• What is being asked
Render the entries below as a two-column CSV with the headers entry_text and answer, one row per entry. Cover only those from the line containing "like point(469, 159)." through the line containing "point(229, 122)", both included, and put each field in double quotes with line breaks replaced by spaces.

• Input records
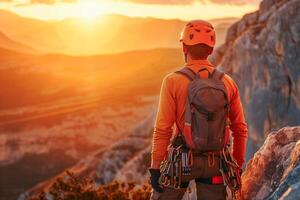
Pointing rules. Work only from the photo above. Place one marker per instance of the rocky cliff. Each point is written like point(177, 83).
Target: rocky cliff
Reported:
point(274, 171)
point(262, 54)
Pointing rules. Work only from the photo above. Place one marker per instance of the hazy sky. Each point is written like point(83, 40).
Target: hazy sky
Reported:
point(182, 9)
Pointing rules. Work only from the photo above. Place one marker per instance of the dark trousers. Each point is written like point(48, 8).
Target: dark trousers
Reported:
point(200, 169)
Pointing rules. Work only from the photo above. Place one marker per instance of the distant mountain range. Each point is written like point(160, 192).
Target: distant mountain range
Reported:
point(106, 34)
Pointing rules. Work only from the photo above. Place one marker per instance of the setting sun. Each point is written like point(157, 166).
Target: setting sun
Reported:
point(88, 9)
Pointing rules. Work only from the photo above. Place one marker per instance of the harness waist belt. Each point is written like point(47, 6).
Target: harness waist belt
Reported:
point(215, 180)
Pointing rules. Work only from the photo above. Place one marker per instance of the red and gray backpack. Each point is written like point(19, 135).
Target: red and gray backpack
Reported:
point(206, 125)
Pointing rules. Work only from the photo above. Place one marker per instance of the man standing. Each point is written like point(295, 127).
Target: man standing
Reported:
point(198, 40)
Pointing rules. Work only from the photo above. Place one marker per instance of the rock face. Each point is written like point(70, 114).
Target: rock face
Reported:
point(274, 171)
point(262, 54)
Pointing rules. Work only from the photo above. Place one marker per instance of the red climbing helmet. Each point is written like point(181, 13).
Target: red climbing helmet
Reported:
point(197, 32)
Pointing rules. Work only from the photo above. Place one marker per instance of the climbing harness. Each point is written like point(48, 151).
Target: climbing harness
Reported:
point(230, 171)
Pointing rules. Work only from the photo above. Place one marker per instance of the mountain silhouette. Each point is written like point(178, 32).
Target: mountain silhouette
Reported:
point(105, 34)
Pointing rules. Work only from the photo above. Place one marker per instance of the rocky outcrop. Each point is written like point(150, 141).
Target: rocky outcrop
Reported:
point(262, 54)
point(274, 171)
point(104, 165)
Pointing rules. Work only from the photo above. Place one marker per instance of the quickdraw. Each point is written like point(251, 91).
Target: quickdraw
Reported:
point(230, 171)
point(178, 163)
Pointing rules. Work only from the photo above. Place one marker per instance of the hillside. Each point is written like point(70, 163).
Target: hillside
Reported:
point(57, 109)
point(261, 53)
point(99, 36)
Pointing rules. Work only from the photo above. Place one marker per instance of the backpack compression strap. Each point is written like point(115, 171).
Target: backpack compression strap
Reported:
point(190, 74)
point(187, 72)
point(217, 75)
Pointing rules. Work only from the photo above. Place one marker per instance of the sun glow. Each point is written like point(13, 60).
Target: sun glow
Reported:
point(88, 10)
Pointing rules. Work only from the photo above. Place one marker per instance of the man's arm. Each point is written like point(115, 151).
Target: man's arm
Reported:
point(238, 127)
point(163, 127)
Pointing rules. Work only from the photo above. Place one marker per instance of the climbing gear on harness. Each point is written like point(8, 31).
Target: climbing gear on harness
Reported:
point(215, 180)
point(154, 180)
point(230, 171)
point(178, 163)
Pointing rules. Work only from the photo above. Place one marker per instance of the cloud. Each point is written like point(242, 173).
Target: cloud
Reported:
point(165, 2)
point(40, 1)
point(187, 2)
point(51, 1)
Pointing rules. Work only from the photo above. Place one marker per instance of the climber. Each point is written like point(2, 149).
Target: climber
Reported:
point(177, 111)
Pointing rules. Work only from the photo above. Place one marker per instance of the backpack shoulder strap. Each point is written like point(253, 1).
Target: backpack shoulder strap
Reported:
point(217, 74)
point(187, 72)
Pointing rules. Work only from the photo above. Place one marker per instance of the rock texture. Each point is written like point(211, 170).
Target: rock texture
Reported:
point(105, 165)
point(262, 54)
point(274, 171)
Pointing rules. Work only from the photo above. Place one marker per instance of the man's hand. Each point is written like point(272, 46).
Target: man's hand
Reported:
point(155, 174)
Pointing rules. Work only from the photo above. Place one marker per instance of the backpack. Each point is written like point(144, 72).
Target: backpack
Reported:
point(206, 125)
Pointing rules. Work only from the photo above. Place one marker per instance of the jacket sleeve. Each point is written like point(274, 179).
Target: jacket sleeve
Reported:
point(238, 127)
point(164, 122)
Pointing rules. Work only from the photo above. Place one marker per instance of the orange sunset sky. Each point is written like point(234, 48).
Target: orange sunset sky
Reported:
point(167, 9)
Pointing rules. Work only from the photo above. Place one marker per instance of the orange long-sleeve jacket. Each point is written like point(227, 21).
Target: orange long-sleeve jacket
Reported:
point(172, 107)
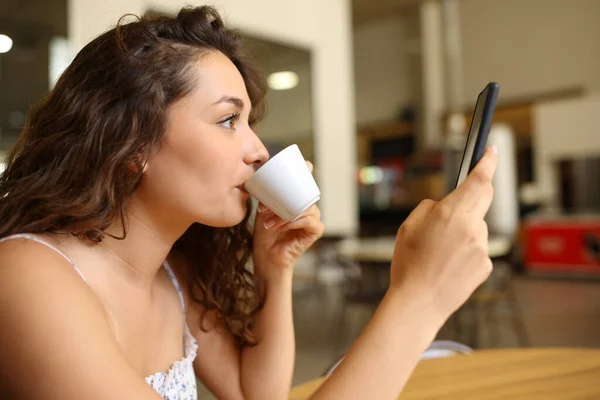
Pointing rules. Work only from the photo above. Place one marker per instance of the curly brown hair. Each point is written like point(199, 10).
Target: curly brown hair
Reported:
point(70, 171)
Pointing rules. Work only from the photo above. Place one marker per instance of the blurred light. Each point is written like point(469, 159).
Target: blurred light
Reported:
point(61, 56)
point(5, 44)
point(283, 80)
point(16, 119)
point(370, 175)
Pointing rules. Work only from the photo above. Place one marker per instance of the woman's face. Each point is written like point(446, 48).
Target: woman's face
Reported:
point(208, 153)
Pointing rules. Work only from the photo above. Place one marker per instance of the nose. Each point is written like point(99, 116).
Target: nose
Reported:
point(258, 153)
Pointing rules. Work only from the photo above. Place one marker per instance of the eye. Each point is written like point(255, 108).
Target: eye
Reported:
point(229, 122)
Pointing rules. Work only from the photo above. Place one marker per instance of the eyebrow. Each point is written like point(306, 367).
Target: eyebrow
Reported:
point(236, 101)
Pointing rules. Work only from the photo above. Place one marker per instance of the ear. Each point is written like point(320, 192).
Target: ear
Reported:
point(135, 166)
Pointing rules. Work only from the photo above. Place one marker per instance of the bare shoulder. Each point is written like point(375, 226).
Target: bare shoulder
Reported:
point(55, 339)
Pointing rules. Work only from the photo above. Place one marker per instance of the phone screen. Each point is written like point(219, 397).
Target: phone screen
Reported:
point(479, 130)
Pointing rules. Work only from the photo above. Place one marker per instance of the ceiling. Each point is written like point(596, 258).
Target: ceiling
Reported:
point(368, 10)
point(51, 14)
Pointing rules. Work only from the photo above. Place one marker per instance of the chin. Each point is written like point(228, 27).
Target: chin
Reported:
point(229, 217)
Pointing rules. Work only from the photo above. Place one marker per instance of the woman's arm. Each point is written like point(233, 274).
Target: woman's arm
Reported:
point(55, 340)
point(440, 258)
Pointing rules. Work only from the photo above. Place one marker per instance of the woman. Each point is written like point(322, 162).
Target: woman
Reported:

• Worked answer
entry_text,answer
"Pointing rules. Work only from the photo above. Place one marker per instance of the blurred light. Each point is written like point(469, 159). Target: blurred light Reported:","point(61, 56) point(5, 44) point(283, 80) point(16, 119) point(370, 175)"
"Pointing rules. Work only from the photo above. Place one marker per instance of the woman's face. Each point is written like point(446, 48). Target: woman's face Reported:","point(208, 153)"
"Pointing rules. Work only from the photo above. Place one marker per instance of the nose. Each point is written like point(99, 116). Target: nose Reported:","point(258, 153)"
"Pointing rules. Work only from the photo above. Place one marker per instance of the eye. Each point is written like point(255, 108). Target: eye Reported:","point(229, 122)"